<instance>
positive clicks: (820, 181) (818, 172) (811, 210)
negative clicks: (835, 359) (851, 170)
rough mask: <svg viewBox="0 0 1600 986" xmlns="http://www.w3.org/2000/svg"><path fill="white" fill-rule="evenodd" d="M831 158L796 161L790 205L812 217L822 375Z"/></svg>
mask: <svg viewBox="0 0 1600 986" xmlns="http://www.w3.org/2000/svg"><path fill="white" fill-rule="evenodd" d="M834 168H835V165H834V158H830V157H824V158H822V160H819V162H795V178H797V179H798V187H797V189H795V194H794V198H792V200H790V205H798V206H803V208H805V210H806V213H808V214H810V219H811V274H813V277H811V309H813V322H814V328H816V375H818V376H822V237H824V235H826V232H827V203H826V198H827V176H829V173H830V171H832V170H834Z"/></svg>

...

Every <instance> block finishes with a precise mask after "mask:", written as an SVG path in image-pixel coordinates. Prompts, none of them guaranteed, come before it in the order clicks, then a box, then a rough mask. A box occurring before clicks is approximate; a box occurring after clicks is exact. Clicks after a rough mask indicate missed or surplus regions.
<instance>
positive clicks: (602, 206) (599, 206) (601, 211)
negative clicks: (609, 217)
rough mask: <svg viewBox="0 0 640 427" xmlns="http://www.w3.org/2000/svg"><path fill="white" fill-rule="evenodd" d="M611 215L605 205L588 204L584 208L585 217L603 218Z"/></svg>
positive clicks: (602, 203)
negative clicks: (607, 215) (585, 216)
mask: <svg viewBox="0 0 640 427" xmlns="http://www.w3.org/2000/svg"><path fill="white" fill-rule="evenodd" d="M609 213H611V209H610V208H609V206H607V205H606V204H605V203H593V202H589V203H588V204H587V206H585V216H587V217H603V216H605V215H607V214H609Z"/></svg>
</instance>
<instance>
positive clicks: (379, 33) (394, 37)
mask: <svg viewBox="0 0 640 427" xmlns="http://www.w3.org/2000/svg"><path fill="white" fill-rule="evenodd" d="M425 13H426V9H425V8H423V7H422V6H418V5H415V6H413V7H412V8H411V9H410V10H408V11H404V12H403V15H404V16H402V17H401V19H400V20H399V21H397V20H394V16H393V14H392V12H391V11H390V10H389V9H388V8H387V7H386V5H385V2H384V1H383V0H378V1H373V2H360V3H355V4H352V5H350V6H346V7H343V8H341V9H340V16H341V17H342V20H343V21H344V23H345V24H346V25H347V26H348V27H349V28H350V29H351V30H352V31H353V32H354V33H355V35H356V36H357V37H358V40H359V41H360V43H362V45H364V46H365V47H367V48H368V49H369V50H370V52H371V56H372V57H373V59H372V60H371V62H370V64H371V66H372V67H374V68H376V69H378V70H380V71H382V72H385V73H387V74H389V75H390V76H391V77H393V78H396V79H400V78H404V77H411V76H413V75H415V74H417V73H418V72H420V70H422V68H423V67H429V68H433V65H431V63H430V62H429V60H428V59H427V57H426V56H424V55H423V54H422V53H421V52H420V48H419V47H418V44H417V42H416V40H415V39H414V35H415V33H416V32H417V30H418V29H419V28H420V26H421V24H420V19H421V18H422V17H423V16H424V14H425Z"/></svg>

--

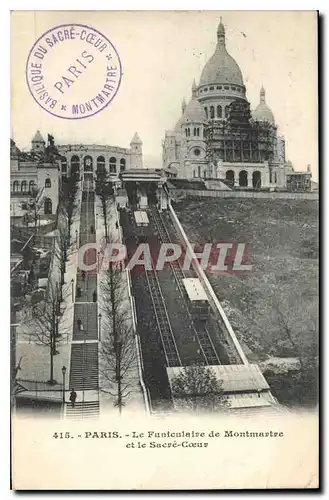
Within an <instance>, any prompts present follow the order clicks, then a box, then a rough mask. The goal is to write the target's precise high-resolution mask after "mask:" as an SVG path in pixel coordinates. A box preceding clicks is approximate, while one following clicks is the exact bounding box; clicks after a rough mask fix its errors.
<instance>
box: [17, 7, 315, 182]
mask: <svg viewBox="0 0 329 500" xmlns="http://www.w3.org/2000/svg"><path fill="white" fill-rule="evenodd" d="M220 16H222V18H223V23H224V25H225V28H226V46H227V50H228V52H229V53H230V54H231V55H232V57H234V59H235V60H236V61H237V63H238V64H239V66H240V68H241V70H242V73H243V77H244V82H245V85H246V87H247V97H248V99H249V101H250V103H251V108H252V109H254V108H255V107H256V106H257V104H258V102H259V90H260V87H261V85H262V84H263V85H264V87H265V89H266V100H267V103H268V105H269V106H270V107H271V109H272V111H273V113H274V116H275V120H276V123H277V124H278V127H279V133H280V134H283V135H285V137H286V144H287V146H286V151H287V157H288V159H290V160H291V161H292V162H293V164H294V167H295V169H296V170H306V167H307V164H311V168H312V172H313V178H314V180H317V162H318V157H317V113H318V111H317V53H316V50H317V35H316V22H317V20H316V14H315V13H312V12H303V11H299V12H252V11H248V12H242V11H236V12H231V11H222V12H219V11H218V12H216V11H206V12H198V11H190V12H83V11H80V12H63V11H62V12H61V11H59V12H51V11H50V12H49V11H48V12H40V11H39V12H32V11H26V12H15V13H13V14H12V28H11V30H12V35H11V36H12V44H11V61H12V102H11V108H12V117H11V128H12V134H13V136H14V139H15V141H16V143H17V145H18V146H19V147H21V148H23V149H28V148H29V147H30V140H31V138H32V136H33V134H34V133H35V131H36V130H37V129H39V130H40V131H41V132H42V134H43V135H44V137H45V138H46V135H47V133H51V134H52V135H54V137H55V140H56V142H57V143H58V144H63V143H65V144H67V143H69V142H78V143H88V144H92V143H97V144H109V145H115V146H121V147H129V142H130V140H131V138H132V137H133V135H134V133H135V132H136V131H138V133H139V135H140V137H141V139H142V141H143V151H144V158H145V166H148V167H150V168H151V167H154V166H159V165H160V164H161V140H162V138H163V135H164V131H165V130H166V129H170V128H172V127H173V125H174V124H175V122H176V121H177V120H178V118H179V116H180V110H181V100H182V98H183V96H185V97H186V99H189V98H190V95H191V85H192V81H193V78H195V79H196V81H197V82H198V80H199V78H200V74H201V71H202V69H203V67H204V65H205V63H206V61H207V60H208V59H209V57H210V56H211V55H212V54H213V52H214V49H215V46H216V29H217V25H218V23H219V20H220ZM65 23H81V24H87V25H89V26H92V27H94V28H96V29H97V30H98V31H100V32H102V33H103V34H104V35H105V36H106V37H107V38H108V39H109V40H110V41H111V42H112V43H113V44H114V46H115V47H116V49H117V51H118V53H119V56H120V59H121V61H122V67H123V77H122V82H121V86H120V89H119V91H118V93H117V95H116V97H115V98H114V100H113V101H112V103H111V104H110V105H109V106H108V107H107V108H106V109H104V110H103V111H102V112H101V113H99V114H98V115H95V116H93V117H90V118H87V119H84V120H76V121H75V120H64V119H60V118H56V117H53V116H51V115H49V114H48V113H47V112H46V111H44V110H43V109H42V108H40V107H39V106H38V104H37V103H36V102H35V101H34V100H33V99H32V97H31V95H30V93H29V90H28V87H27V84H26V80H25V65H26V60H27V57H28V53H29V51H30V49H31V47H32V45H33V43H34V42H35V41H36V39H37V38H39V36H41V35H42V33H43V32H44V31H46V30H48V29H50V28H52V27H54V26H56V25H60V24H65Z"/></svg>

*EXERCISE AIM*. Of all the entries above, repeat only the lines from the line that has "Every <instance> block" to the line that has "positive clicks: (602, 206)", both lines included, exactly.

*ANSWER SECTION*.
Every <instance> block finishes with a precise mask after "mask:", written as an SVG path in image-pixel coordinates. Prompts, none of them guaranteed, come before it in the order clicks, then a box, then a rough mask. A box occurring before clicks is approximate; a box occurring after clicks is exact. Clicks after a rough mask indicate missed or surplus regions.
<instance>
positive clicks: (602, 206) (599, 206) (601, 211)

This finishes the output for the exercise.